All entries below are to be copied precisely as they appear.

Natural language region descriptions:
═══

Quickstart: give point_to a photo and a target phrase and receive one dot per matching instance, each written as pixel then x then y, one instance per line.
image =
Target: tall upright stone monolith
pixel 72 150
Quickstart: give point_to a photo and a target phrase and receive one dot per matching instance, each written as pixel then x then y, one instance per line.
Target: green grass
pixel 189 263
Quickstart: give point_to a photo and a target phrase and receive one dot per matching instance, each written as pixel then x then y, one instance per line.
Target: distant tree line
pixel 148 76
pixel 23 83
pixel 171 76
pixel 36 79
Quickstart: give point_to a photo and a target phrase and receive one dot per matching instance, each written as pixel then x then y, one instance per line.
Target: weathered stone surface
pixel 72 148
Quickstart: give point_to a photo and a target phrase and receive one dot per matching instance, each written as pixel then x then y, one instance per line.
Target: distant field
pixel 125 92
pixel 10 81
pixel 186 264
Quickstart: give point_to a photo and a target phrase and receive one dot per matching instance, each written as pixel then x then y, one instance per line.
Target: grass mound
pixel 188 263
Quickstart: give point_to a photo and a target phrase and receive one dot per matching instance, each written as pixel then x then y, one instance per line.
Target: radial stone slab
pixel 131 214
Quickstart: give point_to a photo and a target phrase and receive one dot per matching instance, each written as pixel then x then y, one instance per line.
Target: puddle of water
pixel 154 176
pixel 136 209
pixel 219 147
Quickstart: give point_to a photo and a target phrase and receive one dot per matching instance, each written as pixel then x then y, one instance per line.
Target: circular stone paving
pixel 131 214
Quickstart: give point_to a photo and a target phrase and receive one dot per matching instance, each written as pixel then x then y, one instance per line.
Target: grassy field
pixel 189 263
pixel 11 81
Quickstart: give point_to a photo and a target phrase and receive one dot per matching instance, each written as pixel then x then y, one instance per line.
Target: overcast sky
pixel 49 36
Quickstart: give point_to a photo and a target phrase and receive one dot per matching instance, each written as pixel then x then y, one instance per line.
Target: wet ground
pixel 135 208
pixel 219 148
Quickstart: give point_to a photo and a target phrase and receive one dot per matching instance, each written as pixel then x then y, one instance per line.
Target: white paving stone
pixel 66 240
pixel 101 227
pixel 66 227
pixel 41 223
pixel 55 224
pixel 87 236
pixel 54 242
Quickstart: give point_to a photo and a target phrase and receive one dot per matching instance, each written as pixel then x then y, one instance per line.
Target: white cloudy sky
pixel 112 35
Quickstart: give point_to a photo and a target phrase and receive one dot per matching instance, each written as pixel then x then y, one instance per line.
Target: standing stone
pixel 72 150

═══

REPLY =
Quickstart: give point_to a photo and a target phrase and receive one dot per matching instance, each written as pixel then x then y, one instance per line.
image =
Target: tall upright stone monolith
pixel 72 150
Quickstart: give point_to a photo and a target phrase and receive one dot per matching instance, each written as pixel then x then y, one instance per line.
Target: green grass
pixel 189 263
Quickstart: give point_to a photo and a target phrase and receive one dot per matching instance, each written as pixel then x then y, one instance per line.
Target: distant tree line
pixel 148 76
pixel 23 83
pixel 171 76
pixel 36 79
Quickstart: give point_to a photo and a target phrase and receive one dot per matching instance, each written as pixel then x then y, one instance per line.
Target: weathered stone surface
pixel 72 148
Quickstart: give point_to a photo and a target phrase and receive one dot per matching instance, each written as pixel then x then y, one instance per line.
Target: distant field
pixel 125 92
pixel 10 81
pixel 186 264
Quickstart: give point_to a photo and a target phrase and receive one dot per matching instance, each written as pixel then x then y, one instance per line.
Target: grass mound
pixel 188 263
Quickstart: give point_to a photo and a target phrase and receive one dot per matching instance, each written as pixel then x then y, one instance per line.
Target: radial stone slab
pixel 131 214
Quickstart: give point_to a photo and a target phrase and receive one dot per matching instance, each written as pixel then x then y, one instance per line.
Target: puddle of water
pixel 154 176
pixel 136 209
pixel 219 147
Quickstart: give point_to a photo and a target phrase and receive one dot per matching instance, each written as pixel then x then y, one instance per line.
Target: circular stone paving
pixel 131 214
Quickstart: give point_to a photo and a target phrase and receive one dot per matching instance, each written as pixel then x then y, one instance per line.
Target: grassy field
pixel 189 263
pixel 11 81
Quickstart: give point_to a photo and a target phrase and receive one dot per matching instance, each written as pixel then x then y, one instance per line.
Target: overcast sky
pixel 49 36
Quickstart: give point_to a photo and a target phrase and receive one dot per matching instance, each written as pixel then x then y, one instance per line.
Target: wet ground
pixel 135 208
pixel 219 148
Quickstart: give point_to a photo and a target phrase and receive one dot per matching instance, each written as pixel then x then y, one instance per line.
Target: white paving stone
pixel 66 240
pixel 101 227
pixel 66 227
pixel 41 223
pixel 55 224
pixel 87 236
pixel 54 242
Quickstart: give point_to a photo and a target phrase and receive one dot per matching instance, each written as pixel then x then y, one instance per line.
Target: white cloudy sky
pixel 112 35
Quickstart: give point_to a photo and a target phrase and receive one dot per matching instance, each written as pixel then x then y, one instance per line.
Target: standing stone
pixel 72 150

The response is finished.